Is it possible to not wait until all events from Graph are pulled down before writing to index?
Had to rebuild this app due to an error on my end and although graph accepts going back 30 days, our Splunk instance keeps hanging up after some time due to what I assume is the script trying to store all events from the time frame before writing out.
A new version was just uploaded to address this use case by introducing a query limit
parameter. This parameter will limit the number of results retrieved each interval by enforcing a start and end date in the API call to Microsoft Graph. Typically, only a start date is used and the add-on recursively retrieves all new events each time it runs. By specifying a query limit
, the add-on will only query for a range of data.
Use this setting with caution as specifying a limit too small with result in no data collected. Perhaps start at a 5 day (7200 minute) query limit
.
It depends, if the input script running from your addon collects the data in batches and then sends further for indexing. I am afraid we are talking about customizing the Add-On collection mechanism.
☆ ☆ ☆ ☆ ☆
Rewrite the passage of the Microsoft Graph add-on thread between "It depends, if" and "Add-On collection mechanism.", inclusive, changing "batches" to "chunks".

• Listed entries
☆ ☆ ☆ ☆ ☆
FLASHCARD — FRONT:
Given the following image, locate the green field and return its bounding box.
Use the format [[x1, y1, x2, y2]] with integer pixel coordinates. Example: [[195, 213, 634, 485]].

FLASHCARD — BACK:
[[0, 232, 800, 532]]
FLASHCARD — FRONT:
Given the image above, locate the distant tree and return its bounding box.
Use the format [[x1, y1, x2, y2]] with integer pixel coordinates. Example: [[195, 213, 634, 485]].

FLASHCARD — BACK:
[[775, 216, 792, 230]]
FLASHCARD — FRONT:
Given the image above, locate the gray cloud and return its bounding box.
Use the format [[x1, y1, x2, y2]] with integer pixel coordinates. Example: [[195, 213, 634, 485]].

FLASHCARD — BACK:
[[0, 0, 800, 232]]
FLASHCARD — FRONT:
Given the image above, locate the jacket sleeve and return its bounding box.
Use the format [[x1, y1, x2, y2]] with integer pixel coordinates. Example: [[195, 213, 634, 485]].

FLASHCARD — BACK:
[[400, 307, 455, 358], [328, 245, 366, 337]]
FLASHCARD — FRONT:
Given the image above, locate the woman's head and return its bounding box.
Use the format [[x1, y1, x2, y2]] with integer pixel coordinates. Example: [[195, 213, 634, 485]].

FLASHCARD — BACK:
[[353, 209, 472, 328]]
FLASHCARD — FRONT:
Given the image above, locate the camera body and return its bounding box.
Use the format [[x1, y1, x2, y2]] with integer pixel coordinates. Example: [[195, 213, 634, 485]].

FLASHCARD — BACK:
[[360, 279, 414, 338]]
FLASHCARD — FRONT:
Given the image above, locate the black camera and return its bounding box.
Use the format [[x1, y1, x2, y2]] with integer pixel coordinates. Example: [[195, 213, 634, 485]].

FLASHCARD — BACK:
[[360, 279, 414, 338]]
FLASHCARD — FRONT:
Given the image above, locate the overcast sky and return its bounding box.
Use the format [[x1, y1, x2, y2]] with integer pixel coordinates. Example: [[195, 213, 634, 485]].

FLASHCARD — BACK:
☆ ☆ ☆ ☆ ☆
• Problem solution
It depends, if the input script running from your addon collects the data in chunks and then sends further for indexing. I am afraid we are talking about customizing the Add-On collection mechanism.